Page text:

Manik Uppal was largely unmoved when he began working in Weill Cornell Medicine's anatomy lab last fall. Although aware that he was studying the body of a real human being, the first-year medical student found himself emotionally detached from the task. That is until the very last lab session, when he was suddenly overtaken by the deeper implications of his work.
"I came out thinking with a vivid appreciation for just how brief and precious life is," Uppal recounted during the institution's annual Gross Anatomy Memorial Service on Dec. 16. "This was the moment when I truly began to cherish the charity of our donors. I'm sure that each of them, in their own way, were inspired by what they felt was the beauty of life, with all its oddities and frailties. And they expressed as much in their final acts of empathy."
For many medical students, gross anatomy is a crucial point in their path to becoming physicians. It is when all of the textbook diagrams and descriptions become real; students are finally able to fully conceptualize the human body in all of its complexity and fragility. The donor is at once the students' first patient and their most profound teacher.During the ceremony, Uppal and 106 of his fellow classmates paid tribute to the 48 men and women who gifted their bodies to science. In groups of four and five, students in the class of 2019 descended to the podium in Uris Auditorium and thanked — through song, speech and poetry — those who bequeathed their bodies to advance medical education, as well as their families and loved ones who facilitated these generous acts.

Listed entries:
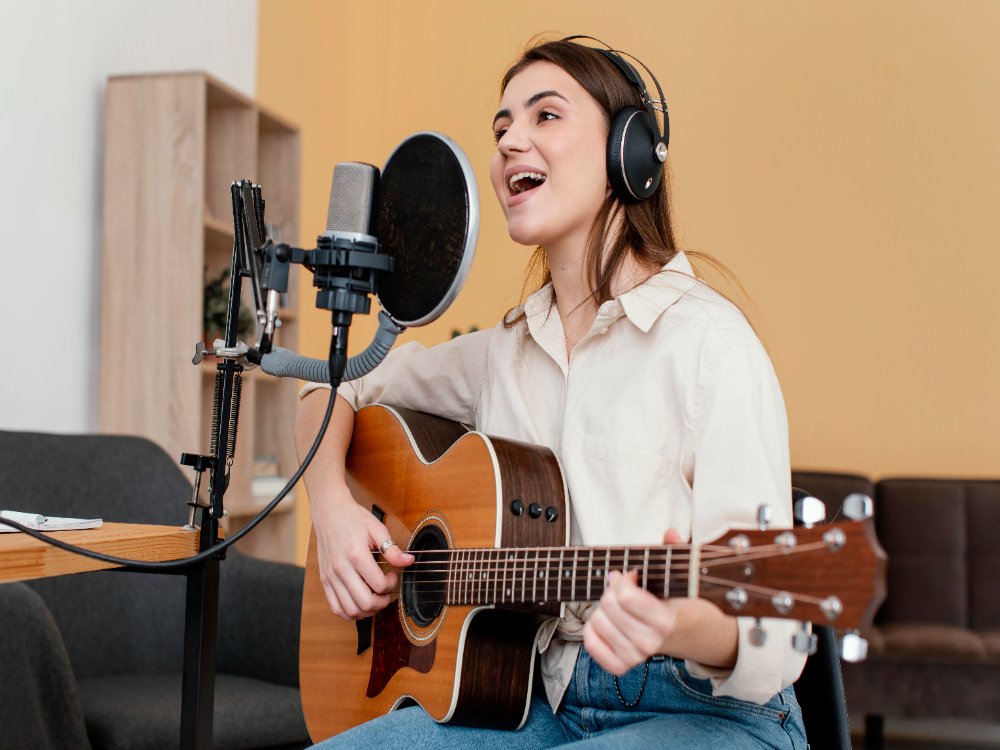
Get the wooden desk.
[0,523,198,583]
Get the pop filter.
[260,131,479,383]
[376,132,479,328]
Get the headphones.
[559,34,670,203]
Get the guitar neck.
[412,544,700,606]
[403,521,884,628]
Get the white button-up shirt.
[324,253,805,707]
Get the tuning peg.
[792,622,819,656]
[840,630,868,664]
[842,492,874,521]
[757,504,771,531]
[792,490,826,529]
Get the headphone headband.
[559,34,670,141]
[559,34,670,203]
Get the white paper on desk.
[0,510,104,534]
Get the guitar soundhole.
[403,524,448,628]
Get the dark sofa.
[0,431,309,750]
[792,471,1000,749]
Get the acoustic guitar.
[299,406,885,741]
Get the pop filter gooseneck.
[260,132,479,383]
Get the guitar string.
[379,541,829,573]
[382,542,827,604]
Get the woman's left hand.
[583,529,737,675]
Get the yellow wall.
[258,0,1000,564]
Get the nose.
[497,122,531,156]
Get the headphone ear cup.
[607,107,663,203]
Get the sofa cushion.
[792,469,875,522]
[875,479,1000,628]
[78,674,309,750]
[881,623,988,663]
[976,629,1000,663]
[963,480,1000,630]
[875,479,969,627]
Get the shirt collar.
[524,250,698,333]
[618,251,698,333]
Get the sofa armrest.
[217,550,305,687]
[0,583,90,748]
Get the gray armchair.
[0,432,309,750]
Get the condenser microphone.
[260,132,479,383]
[324,161,379,243]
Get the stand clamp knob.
[181,453,215,531]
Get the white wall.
[0,0,257,432]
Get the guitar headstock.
[699,519,886,630]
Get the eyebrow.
[493,89,569,124]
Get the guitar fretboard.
[409,545,698,605]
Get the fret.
[488,550,500,604]
[663,546,674,599]
[688,544,701,599]
[442,550,455,601]
[542,549,552,602]
[500,550,511,602]
[465,549,476,604]
[443,549,461,601]
[587,547,594,602]
[521,547,532,604]
[569,547,580,602]
[556,549,569,602]
[472,549,483,602]
[531,553,538,602]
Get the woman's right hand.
[312,488,414,620]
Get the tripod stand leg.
[180,560,219,750]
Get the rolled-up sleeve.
[687,341,805,703]
[300,330,493,425]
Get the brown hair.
[500,40,677,327]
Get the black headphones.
[559,34,670,203]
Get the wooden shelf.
[100,73,300,561]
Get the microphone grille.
[326,161,379,235]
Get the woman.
[298,40,805,749]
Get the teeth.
[507,172,545,193]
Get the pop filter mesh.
[377,133,479,327]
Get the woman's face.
[490,62,610,251]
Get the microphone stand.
[181,180,393,750]
[180,183,262,750]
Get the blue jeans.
[308,650,806,750]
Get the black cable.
[0,336,340,573]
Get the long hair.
[500,40,677,327]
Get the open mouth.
[507,172,547,195]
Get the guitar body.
[299,406,569,741]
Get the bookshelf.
[99,72,300,562]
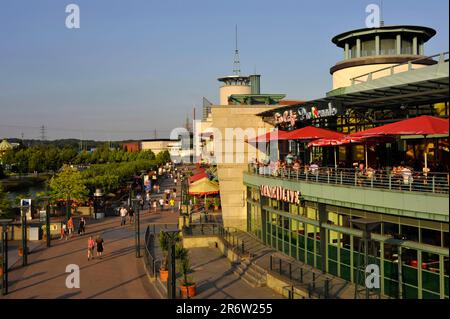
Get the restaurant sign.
[260,185,301,204]
[274,102,340,126]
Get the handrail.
[248,164,450,194]
[350,51,449,83]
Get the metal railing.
[350,51,449,85]
[248,165,450,194]
[269,255,332,299]
[144,226,160,278]
[183,223,249,255]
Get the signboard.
[260,185,301,204]
[39,210,47,223]
[274,102,342,127]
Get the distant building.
[122,142,141,153]
[140,138,177,155]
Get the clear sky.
[0,0,449,140]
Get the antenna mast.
[233,24,241,75]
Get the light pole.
[20,199,31,267]
[132,198,141,258]
[41,196,51,247]
[0,219,12,296]
[166,230,179,299]
[94,188,103,220]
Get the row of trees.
[0,145,156,177]
[0,151,170,216]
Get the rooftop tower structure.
[330,23,436,89]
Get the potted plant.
[159,231,181,282]
[159,231,169,282]
[214,197,220,211]
[177,248,197,298]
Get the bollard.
[289,263,292,280]
[312,272,316,289]
[279,258,282,275]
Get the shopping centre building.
[201,26,449,299]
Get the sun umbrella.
[351,115,449,169]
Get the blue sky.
[0,0,449,140]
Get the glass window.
[361,40,375,56]
[420,228,441,246]
[402,39,412,54]
[380,39,397,55]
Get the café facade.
[244,54,449,299]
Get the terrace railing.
[248,164,450,194]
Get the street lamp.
[166,230,179,299]
[0,219,12,295]
[20,199,31,267]
[40,196,51,247]
[94,188,104,219]
[131,198,141,258]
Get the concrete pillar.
[356,39,361,58]
[396,34,402,55]
[318,203,328,272]
[344,43,350,60]
[413,37,418,55]
[375,35,380,55]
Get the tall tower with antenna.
[233,24,241,75]
[41,125,47,141]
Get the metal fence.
[249,165,450,194]
[269,255,332,299]
[144,226,160,278]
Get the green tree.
[0,184,11,218]
[50,165,88,218]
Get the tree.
[50,165,88,219]
[0,184,11,218]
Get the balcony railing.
[248,164,449,194]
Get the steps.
[232,261,267,288]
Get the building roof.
[331,25,436,48]
[0,140,13,151]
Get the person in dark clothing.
[95,235,105,259]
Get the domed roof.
[0,140,13,151]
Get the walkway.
[0,175,178,299]
[189,248,282,299]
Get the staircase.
[232,260,267,288]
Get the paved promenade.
[0,181,178,299]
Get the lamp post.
[94,188,104,219]
[132,198,141,258]
[166,230,179,299]
[41,196,51,247]
[127,182,133,207]
[0,219,12,296]
[20,199,31,267]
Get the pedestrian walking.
[88,236,95,260]
[120,207,128,226]
[128,207,134,224]
[78,217,86,236]
[95,235,105,259]
[67,217,74,236]
[60,223,67,240]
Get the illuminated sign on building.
[260,185,301,204]
[274,102,340,127]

What to work on:
Answer these questions from the memorial service article.
1. On what date was the Gross Anatomy Memorial Service held?
2. How many men and women who gifted their bodies to science were honored during the ceremony?
3. In which auditorium did the students go down to the podium?

Task output:
1. Dec. 16
2. 48
3. Uris Auditorium